Instruction for the entries that follow: retype exactly the lines from the line with "point(508, 486)" to the line with "point(748, 352)", both included, and omit all others.

• **TASK INPUT**:

== == ==

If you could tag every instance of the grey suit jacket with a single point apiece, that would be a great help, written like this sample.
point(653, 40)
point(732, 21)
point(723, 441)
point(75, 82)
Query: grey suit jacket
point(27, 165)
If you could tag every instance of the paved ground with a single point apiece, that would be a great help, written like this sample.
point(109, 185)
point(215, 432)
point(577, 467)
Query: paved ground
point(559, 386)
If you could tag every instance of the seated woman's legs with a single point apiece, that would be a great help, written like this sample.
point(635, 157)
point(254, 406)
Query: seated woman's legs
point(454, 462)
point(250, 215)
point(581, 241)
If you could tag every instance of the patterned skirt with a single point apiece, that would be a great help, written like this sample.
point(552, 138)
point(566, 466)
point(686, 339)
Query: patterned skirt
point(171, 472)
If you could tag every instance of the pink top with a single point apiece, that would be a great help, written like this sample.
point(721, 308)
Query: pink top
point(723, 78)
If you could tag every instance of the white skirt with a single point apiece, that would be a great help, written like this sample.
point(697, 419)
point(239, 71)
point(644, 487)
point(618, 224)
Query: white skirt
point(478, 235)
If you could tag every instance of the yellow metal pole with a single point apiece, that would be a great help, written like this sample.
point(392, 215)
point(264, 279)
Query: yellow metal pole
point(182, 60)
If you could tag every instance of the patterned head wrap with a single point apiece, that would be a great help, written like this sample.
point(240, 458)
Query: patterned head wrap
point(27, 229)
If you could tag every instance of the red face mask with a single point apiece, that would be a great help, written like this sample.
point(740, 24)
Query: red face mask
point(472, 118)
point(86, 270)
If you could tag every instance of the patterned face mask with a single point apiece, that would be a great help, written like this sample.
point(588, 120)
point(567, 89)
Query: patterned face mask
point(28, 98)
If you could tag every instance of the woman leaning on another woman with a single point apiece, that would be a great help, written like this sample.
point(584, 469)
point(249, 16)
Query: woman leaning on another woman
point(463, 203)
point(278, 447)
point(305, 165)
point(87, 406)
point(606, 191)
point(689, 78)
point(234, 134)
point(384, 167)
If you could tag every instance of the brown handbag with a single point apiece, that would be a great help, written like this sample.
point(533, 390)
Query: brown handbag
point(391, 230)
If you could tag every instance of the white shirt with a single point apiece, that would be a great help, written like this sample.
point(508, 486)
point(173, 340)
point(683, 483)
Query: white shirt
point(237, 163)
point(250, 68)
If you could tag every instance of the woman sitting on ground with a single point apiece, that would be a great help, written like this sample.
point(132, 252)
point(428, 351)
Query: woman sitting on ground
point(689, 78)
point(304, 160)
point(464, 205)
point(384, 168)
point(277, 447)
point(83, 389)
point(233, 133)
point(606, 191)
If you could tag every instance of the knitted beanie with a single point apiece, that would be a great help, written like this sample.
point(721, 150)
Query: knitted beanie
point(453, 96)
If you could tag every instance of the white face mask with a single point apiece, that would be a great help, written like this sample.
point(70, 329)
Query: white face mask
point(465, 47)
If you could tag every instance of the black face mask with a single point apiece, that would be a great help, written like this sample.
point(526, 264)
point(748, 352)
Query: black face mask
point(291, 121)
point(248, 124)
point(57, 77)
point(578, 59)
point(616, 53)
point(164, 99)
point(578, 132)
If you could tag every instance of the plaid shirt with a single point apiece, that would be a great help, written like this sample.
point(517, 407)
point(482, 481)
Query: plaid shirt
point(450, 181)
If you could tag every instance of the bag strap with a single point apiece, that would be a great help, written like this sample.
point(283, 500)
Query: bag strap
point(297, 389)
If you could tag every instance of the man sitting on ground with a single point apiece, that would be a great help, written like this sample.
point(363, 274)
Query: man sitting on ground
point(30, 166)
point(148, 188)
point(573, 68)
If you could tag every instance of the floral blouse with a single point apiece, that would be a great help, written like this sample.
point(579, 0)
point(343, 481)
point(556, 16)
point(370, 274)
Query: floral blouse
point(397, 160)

== == ==

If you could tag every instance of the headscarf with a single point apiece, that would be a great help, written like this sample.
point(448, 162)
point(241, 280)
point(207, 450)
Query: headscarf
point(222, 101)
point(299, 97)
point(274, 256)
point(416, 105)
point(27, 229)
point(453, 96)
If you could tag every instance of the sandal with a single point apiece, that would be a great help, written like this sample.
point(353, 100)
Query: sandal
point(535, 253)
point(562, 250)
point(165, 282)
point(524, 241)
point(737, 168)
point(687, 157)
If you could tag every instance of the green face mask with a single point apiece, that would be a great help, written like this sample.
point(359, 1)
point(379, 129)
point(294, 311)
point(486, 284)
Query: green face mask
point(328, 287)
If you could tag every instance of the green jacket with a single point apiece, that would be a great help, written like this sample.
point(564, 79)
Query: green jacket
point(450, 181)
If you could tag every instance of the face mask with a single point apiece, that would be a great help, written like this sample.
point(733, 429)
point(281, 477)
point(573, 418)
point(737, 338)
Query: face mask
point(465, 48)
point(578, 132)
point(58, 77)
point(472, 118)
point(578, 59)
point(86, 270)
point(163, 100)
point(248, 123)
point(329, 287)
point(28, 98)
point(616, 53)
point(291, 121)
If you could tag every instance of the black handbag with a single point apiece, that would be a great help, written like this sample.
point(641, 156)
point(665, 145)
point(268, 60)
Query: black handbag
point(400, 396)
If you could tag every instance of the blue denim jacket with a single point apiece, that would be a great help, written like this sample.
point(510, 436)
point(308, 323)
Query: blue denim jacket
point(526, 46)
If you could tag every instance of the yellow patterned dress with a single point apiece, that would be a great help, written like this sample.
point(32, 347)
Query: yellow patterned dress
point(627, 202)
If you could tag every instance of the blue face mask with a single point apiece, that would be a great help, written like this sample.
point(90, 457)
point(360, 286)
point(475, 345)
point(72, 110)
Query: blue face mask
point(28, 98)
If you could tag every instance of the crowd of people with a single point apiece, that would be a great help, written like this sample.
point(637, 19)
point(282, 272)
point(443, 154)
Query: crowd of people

== == ==

• **EXPECTED ANSWER**:
point(508, 486)
point(173, 340)
point(683, 483)
Query: white shirt
point(237, 163)
point(250, 68)
If you could tag every instance of the woman sitting on ground with a single point apiece, that would be a great help, written like this sample.
point(132, 252)
point(428, 351)
Query: woman sitting on ground
point(689, 78)
point(304, 160)
point(464, 205)
point(384, 168)
point(277, 447)
point(83, 389)
point(233, 133)
point(606, 191)
If you could tag every instance of the knitted beanie with a single point apiece, that would be a great help, written like this sample.
point(721, 150)
Query: knitted beanie
point(453, 96)
If you could tag every instance of the white face mask with a single point apiece, that would be a great help, written like this sample.
point(70, 329)
Query: white face mask
point(465, 47)
If you could tag every instance of the black face mask with a single point apiece, that would be a great help, written like this sample.
point(526, 264)
point(748, 352)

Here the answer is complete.